### [Study text]
○ ○ ○ ○

Saturday, February 14, 2009

Congress Reacts by Limiting Board Room Virus Growth

Congress restricted executive pay for financial firms in the stimulus package. The Washington Post reported:

The bill, which President Obama is expected to sign into law next week, limits bonuses for executives at all financial institutions receiving government funds to no more than a third of their annual compensation. The bonuses must be paid in company stock that can be redeemed only when the government investment has been repaid.

Consider Dr. Deming's management theory: By optimizing part of the system, the whole is subopitmized. When CEO's optimize executive incentive compensation, it suboptimizes the company. Employees, shareholders and customers pay the price. Look at executive stock option performance over a decade. Some 30% of executives cheated by backdating options. Only a handful paid a legal price for their sins of stealing millions from shareholders.

With the measure, lawmakers seek to address public outrage over extravagant Wall Street paydays even as taxpayers bail out the industry.

In doing so, Congress shows its ignorance. Elected officials remain firmly wed to the pay for performance tit. The Obama team plans to spread Wall Street's toxic management to education and health care.

Congressional tampering with financial CEO's is akin to restricting the growth of a lethal virus to 20%. Toxicity remains in corporate board rooms and our hallowed halls of government. Obama's non-ideological, practical change is Dr. Deming's "Off to the Milky Way!"

○ ○ ○ ○

### [Required work]
Reproduce the stretch of the post on executive pay limits from "Saturday, February 14, 2009" through "has been repaid.", word for word.

### [Dataset section]
○ ○ ○ ○

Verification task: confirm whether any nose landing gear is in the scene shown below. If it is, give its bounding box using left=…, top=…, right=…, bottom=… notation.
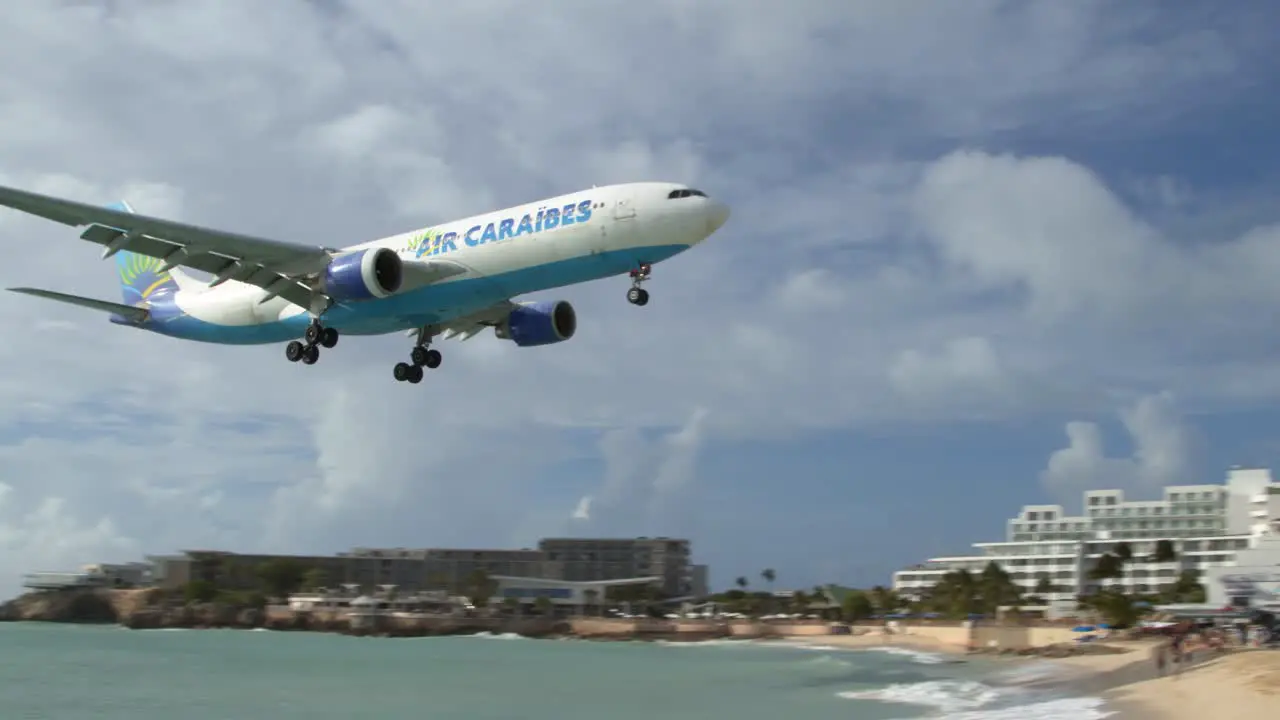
left=284, top=319, right=338, bottom=365
left=392, top=328, right=444, bottom=384
left=627, top=263, right=653, bottom=307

○ ○ ○ ○

### [Your response]
Saturday, February 14, 2009

Congress Reacts by Limiting Board Room Virus Growth

Congress restricted executive pay for financial firms in the stimulus package. The Washington Post reported:

The bill, which President Obama is expected to sign into law next week, limits bonuses for executives at all financial institutions receiving government funds to no more than a third of their annual compensation. The bonuses must be paid in company stock that can be redeemed only when the government investment has been repaid.